Task prompt ->
Copy each line below in which the word "Kindly" occurs.

[Entries taken from a collection]
----------

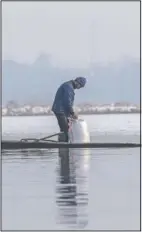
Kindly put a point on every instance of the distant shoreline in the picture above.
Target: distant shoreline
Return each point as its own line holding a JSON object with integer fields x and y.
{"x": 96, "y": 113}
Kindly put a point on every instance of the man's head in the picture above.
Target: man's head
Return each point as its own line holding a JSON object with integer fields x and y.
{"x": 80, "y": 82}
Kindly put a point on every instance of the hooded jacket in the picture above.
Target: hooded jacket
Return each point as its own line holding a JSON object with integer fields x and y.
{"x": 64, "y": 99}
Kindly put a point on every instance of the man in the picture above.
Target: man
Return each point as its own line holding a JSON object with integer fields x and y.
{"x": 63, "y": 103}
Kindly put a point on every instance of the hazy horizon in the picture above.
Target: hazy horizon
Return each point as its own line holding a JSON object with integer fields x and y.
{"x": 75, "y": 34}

----------

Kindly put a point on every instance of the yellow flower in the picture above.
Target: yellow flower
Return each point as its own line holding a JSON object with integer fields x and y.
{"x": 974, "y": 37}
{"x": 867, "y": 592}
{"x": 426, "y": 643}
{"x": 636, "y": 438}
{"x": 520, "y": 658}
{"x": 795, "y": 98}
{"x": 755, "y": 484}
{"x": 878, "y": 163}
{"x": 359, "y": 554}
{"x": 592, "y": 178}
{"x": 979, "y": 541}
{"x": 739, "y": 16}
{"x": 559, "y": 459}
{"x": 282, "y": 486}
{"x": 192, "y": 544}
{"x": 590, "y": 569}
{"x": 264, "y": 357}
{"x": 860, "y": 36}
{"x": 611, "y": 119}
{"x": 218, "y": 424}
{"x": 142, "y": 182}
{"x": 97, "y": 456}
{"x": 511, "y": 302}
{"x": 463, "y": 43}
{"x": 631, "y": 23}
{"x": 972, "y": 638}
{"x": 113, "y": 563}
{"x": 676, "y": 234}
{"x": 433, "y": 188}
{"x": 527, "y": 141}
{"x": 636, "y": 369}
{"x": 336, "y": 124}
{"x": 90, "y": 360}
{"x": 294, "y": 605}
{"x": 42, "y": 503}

----------

Answer space ->
Kindly put a point on every instance of the distant shoreline in the picture above.
Kindly put a point on every instance of the man's head in the picture above.
Kindly put a point on every instance of the hooded jacket in the picture above.
Kindly put a point on every instance of the man in the picture above.
Kindly put a point on every instance of the hazy horizon in the picture above.
Kindly put a point on every instance of the yellow flower in the picture above.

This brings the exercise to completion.